** Begin DOCUMENT TEXT **

Now, individuals have their own scale of values, which allow them to assess relative satisfactions against costs, and to make their purchases accordingly. Yet, as I have argued in the previous chapter, there is no mechanism which allows us to consider, in terms of costs and benefits, the varying combinations of private consumption and public purchases of goods.
These are practical, political problems. But at this point a theoretical thorn intrudes. For in recent years economists and mathematicians have been able to supply a “rational proof of the individual utility preference model, but not that of the group welfare function model. Let us turn to what might be called Adam Smith I. In the famous beginning of The Wealth of Nations Smith remarks that only human beings engage in truck or barter. An animal who wants attention fawns or seeks to be engaging. While human beings are sometimes equally servile, they do better by trying to strike a bargain. (“... it is in vain for him to expect [help of his brethren] from their benevolence only. He will be more likely to prevail if he can interest their self-love in his favour, and shew them that it is for their own advantage to do for him what he requires of them.”)
In effect, one offers another man a rationally calculable advantage. But how does one make such calculations? What is the value of an object or a service to a person, and how does he compare one object to another? For a man to choose rationally, there must be some underlying standard of value against which he can rate all alternatives. Money is a rough and ready measure. But the “value” of money diminishes as one’s hoard of it increases. .Ten dollars means much less to a millionaire than to a pauper. (This is one of the difficulties, as well, in applying a theory of equality to punishments. Two men may be fined $ 100 for speeding, but for the millionaire the $ 100 means much less than for a worker who pays the same fine. Is equality then the “same” punishment, or an equal ability to bear punishment?) Jeremy Bentham proposed the concept of “utility” as the unit for a model of rational choice, in which individuals would rank their preferences in an orderly way. But there was little way of comparing utilities (i.e. how much more one wanted one preference rather than another— its intensity quotient, so to speak) or of working out optimal combinations when one wants different proportions of different things. Utility, like value, came to be regarded as a metaphysical concept, and price alone was taken as the indicator of exchange and comparability.

** End DOCUMENT TEXT **
** Begin EXTRACTED ENTRIES **

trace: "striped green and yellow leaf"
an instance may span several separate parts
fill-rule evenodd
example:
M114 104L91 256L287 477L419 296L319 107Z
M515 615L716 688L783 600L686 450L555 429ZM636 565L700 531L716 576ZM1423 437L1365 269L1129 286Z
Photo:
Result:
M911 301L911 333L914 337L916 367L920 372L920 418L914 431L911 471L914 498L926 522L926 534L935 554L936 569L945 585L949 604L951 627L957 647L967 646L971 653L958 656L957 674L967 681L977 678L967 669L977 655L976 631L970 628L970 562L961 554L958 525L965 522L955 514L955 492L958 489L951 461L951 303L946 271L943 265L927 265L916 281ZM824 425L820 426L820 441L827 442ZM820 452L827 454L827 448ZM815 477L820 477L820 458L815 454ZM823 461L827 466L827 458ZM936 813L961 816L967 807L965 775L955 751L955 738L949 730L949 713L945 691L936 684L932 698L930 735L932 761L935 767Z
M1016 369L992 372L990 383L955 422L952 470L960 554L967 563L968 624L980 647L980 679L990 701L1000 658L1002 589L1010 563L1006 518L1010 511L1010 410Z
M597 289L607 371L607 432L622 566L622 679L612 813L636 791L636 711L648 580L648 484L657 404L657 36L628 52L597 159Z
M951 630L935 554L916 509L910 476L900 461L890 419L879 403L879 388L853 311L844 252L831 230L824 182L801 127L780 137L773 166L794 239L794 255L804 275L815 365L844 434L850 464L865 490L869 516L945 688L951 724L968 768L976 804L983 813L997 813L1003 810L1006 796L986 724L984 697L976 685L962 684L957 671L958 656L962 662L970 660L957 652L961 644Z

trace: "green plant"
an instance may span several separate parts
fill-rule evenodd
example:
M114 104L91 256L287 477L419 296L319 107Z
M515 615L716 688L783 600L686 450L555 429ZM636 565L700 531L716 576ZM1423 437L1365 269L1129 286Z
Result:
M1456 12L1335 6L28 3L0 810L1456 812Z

** End EXTRACTED ENTRIES **

EXERCISE INSTRUCTIONS -
Reproduce the part of the utility passage that begins with the words "Now, individuals have" and ends with "purchases of goods.". Nothing in the entries is needed here.

TASK ANSWER -
Now, individuals have their own scale of values, which allow them to assess relative satisfactions against costs, and to make their purchases accordingly. Yet, as I have argued in the previous chapter, there is no mechanism which allows us to consider, in terms of costs and benefits, the varying combinations of private consumption and public purchases of goods.